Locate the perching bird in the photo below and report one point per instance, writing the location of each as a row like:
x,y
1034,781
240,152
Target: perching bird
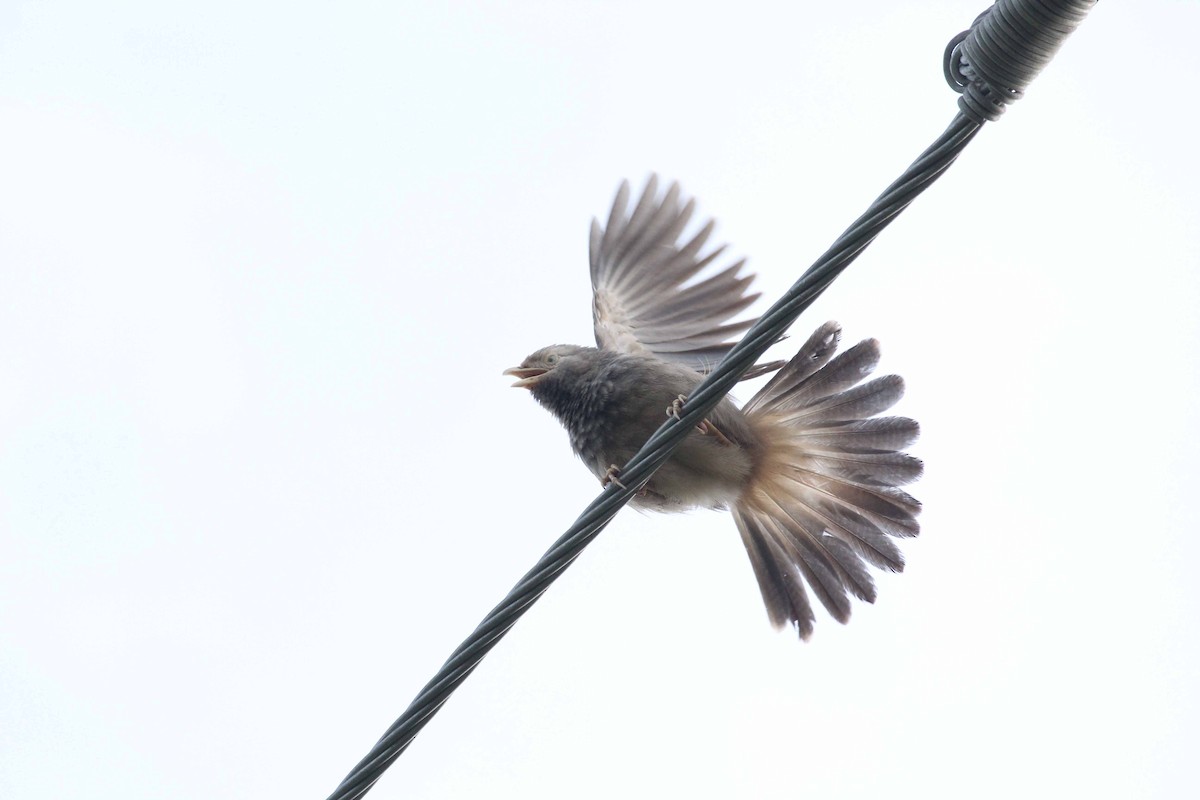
x,y
808,469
════════════════════
*Task to carry out*
Exclude the pictures, and transcribe all of the material exactly.

*Final result*
Locate the perching bird in the photo below and report one point per instance, writing the location of each as a row like:
x,y
1034,781
240,152
Target: perching bird
x,y
808,469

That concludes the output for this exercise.